■ **Task to complete**:
From the line with "the green grass" to the final line of the records, every line is to be duplicated exactly, both of those lines included.

BEGIN

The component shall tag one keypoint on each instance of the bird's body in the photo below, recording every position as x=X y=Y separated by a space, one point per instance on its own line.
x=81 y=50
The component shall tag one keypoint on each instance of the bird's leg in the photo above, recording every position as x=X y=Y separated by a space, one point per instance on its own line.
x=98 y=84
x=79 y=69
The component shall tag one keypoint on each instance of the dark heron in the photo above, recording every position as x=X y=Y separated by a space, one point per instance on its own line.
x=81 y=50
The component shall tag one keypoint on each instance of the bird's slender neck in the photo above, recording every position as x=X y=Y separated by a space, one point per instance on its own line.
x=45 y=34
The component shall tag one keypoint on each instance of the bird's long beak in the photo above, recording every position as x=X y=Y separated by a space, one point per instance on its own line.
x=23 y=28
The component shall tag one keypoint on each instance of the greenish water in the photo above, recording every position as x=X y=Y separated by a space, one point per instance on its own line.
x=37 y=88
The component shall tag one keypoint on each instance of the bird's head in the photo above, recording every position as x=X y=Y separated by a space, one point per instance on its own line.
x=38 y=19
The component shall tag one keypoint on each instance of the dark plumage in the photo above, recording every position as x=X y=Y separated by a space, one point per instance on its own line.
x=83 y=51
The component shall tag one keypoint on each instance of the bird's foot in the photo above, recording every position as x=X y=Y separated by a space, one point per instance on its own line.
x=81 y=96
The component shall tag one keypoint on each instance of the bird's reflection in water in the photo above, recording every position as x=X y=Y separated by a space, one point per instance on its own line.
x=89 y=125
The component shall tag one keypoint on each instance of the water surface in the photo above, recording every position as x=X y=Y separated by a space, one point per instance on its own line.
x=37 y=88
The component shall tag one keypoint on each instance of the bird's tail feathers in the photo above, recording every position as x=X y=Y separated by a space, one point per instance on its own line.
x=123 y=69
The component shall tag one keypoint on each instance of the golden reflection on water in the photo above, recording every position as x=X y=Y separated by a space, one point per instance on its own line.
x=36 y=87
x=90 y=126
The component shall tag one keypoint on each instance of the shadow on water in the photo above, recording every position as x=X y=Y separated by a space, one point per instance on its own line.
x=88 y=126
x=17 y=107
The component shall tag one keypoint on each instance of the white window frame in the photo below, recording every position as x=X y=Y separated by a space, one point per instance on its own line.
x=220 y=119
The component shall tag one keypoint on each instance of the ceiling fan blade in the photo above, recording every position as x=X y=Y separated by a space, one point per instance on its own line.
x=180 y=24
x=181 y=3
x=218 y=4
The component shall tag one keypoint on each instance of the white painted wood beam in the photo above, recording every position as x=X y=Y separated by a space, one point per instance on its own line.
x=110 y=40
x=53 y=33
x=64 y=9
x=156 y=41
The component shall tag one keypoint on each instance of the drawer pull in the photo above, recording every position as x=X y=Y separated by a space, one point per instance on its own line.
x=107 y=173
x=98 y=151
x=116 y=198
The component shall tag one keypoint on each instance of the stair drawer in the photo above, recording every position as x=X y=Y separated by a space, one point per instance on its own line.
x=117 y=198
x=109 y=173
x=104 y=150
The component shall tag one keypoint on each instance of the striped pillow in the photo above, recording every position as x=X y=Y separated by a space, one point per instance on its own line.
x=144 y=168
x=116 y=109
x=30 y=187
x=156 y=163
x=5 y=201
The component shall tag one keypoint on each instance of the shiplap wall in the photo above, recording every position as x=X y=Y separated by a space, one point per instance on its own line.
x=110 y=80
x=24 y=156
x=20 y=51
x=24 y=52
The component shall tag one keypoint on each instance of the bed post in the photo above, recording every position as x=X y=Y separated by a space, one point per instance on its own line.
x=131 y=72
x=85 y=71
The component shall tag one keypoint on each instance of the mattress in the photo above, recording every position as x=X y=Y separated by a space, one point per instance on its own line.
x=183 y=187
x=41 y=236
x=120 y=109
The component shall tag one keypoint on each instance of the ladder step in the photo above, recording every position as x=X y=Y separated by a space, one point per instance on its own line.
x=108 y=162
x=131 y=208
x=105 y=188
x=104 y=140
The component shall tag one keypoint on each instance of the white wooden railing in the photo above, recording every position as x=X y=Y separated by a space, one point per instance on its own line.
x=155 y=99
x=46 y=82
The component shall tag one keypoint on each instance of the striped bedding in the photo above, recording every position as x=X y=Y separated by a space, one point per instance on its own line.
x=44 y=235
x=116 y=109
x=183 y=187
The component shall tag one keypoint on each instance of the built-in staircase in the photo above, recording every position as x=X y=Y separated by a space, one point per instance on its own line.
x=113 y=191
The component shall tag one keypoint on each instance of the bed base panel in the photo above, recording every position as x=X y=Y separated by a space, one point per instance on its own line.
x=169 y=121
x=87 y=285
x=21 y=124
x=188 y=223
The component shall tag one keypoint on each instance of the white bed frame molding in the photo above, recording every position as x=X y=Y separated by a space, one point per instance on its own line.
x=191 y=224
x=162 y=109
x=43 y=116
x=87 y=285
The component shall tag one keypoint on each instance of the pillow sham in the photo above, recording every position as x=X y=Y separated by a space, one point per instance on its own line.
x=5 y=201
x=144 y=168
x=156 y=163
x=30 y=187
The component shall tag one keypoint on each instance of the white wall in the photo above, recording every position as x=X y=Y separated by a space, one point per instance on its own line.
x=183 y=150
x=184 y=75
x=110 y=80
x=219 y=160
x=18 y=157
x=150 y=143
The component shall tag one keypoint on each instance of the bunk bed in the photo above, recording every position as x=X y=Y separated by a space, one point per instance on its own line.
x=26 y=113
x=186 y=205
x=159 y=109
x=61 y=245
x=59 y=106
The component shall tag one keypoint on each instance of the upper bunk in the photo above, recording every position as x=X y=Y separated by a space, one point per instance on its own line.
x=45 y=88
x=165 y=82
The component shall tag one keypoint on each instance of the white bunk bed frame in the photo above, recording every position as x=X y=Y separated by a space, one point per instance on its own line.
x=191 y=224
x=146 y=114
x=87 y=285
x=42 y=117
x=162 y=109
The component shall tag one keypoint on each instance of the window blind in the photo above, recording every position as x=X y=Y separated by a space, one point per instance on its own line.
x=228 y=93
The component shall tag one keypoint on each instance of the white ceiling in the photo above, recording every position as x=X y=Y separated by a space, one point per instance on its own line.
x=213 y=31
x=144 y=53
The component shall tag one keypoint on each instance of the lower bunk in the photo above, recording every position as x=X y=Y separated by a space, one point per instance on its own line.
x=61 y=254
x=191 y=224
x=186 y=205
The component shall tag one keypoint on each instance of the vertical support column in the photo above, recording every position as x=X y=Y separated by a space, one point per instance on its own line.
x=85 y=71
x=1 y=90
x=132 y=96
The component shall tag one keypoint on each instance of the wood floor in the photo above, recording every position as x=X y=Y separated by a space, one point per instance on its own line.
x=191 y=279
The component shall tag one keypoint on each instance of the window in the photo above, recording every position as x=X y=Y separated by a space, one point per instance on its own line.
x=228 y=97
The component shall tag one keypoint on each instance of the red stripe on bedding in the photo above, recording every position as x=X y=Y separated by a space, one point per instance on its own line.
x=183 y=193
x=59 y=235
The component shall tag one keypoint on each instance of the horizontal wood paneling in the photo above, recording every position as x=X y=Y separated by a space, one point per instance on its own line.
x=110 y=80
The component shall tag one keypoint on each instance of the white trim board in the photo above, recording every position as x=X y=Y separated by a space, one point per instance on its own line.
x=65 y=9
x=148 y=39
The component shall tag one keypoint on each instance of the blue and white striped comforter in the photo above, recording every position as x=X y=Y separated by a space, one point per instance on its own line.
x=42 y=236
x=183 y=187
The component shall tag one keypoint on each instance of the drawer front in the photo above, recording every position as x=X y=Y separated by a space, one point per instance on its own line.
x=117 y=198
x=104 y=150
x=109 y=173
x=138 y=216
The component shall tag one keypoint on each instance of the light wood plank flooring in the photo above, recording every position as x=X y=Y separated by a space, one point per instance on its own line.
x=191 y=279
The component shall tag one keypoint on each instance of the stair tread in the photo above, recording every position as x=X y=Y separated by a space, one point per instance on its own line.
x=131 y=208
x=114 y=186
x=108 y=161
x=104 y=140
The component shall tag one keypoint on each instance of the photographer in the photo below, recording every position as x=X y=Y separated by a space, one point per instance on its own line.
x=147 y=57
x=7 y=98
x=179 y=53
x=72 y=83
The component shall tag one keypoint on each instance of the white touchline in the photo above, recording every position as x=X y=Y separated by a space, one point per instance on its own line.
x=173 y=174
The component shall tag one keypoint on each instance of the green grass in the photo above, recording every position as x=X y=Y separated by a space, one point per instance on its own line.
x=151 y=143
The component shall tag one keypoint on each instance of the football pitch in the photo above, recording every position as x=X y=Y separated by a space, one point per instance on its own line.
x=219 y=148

END

■ **Answer to this problem**:
The component shall tag one keypoint on each instance of the green grass in the photo above, recording every position as x=X y=Y separated by a space, one point per instance on its own line.
x=151 y=143
The component shall tag one keypoint on each instance of the football pitch in the photo above, recording every position as x=X y=Y separated by a space, one point per instance on its own line.
x=219 y=148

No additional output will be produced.